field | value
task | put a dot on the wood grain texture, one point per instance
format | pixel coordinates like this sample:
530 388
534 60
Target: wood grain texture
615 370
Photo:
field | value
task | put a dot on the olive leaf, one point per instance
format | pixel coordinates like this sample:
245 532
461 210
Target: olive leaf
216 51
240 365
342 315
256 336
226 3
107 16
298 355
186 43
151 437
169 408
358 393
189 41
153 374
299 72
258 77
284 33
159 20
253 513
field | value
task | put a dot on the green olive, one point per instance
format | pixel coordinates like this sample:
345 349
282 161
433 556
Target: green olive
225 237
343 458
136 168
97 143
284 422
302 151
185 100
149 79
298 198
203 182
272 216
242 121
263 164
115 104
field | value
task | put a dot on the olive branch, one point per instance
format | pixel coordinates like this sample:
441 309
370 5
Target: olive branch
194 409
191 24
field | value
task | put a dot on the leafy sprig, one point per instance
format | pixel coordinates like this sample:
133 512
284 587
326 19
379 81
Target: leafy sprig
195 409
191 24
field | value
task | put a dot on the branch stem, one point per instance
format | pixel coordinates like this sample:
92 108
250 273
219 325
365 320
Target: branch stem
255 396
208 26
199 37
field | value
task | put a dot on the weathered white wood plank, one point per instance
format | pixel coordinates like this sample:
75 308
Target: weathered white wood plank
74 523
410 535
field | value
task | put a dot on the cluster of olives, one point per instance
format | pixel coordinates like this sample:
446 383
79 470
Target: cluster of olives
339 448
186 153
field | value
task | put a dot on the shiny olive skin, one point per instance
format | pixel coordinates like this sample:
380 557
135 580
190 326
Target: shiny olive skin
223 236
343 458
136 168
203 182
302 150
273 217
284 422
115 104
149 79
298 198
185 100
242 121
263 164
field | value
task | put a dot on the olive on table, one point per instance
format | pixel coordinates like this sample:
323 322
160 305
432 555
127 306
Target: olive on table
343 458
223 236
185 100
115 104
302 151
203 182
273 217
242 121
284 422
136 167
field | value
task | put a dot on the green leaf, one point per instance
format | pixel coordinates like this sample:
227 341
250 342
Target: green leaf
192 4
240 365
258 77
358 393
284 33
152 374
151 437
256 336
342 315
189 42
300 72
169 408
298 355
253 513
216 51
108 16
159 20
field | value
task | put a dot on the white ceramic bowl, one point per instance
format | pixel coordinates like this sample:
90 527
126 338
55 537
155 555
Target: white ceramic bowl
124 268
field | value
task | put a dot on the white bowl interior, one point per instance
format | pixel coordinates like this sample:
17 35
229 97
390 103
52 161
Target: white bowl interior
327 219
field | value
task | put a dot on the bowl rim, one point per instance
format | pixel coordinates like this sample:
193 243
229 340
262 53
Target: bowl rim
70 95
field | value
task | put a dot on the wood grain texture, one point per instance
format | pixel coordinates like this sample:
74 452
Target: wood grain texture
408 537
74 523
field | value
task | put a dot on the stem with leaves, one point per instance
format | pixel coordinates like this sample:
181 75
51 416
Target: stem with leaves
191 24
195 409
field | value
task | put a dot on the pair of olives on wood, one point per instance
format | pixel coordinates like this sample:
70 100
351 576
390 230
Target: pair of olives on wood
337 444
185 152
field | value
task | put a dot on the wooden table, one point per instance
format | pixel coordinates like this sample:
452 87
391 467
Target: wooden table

__________________________________________________

### [WHAT THIS TASK INVOLVES]
Copy all of the data exactly.

### [WORKED ANSWER]
field | value
task | put a dot on the wood grain texture, one point per instance
format | pixel coordinates like this sample:
530 388
534 60
Target: wood grain texture
615 370
Photo:
field | value
task | put a dot on the olive leaf, one point per instance
format | pixel coordinates like this sample:
245 532
461 210
Target: olive leaf
216 51
240 365
342 315
256 336
226 3
107 16
298 355
186 43
151 437
169 408
358 393
189 41
153 374
299 72
258 77
284 33
159 20
253 513
field | value
task | put a dot on the green olive, one point per instance
format | pixel coordinates like this sample:
345 349
282 161
433 556
Target: green olive
225 237
343 458
136 168
97 143
284 422
302 151
185 100
149 79
298 198
203 182
272 216
242 121
263 164
115 104
field | value
task | put a dot on the olive branch, one point per instance
format | pixel coordinates like this sample:
441 309
370 5
Target: olive branch
194 409
191 24
field | value
task | put a dot on the leafy sprig, one point per instance
format | pixel coordinates like this sample:
133 512
284 587
326 19
379 81
Target: leafy sprig
195 409
191 24
field | value
task | put a dot on the branch stem, one point per instance
format | pixel coordinates like this sample:
92 108
250 273
219 325
365 320
Target: branch stem
255 396
208 26
199 37
field | value
task | put a dot on the weathered white wood plank, one point per instance
format | pixel coordinates like this sample:
75 308
Target: weathered white wood plank
74 523
410 535
field | value
task | put a dot on the cluster of olives, one point per instance
format | pixel coordinates like this sample:
446 383
79 470
Target: cluster of olives
339 448
186 153
field | value
task | put a dot on the shiny olive skin, one point per instance
format | pixel coordinates like this sample:
380 557
135 580
190 326
Target: shiny olive skin
223 236
343 458
136 168
203 182
302 150
273 217
284 422
115 104
149 79
298 198
185 100
242 121
263 164
field | value
task | put a dot on the olive on table, one point per instance
format | pixel coordinates like this sample:
323 322
160 305
432 555
127 306
Target: olive on table
343 458
223 236
185 100
115 104
302 151
203 182
273 217
242 121
284 422
136 167
field | value
task | put a dot on the green leaf, one point per instance
format | pixel coordinates like this sample:
227 341
250 342
Target: green leaf
192 4
240 365
258 77
358 393
284 33
152 374
151 437
256 336
342 315
189 42
300 72
169 408
298 355
253 513
216 51
108 16
159 20
field | value
task | put a dot on the white ceramic bowl, one point per instance
format | pixel coordinates like this sample:
90 527
126 338
55 537
155 555
Target: white ceramic bowl
124 268
field | value
task | put a dot on the white bowl interior, one point per instance
format | pixel coordinates like this sample:
17 35
229 97
390 103
52 161
Target: white bowl interior
327 219
field | value
task | put a dot on the bowl rim, one point per instance
format | pixel coordinates like this sample:
193 243
229 340
262 53
Target: bowl rim
70 95
field | value
task | put a dot on the wood grain texture, one point per instance
format | pixel coordinates like this sample:
74 452
Target: wood grain texture
408 537
74 523
field | value
task | put a dot on the stem with leaves, one point per instance
format | pixel coordinates like this sample:
181 75
51 416
Target: stem with leaves
191 24
195 409
field | value
task | put a dot on the pair of olives on wood, one point per instance
format | pixel coordinates like this sample:
70 100
351 576
390 230
Target: pair of olives on wood
337 444
185 152
field | value
task | put a dot on the wooden table, one point per instance
format | pixel coordinates like this sample:
452 87
391 467
Target: wooden table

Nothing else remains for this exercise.